»»

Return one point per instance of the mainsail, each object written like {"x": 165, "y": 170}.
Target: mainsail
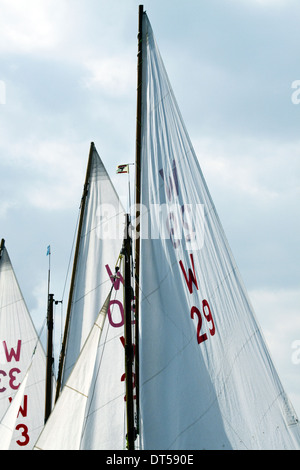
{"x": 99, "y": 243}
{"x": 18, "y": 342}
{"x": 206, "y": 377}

««

◆ Assignment ◆
Reprint every record exactly and skip the pictures.

◆ Worked solution ◆
Return one point per instance of the mainsail, each object written like {"x": 165, "y": 170}.
Target: mainsail
{"x": 99, "y": 243}
{"x": 18, "y": 342}
{"x": 206, "y": 377}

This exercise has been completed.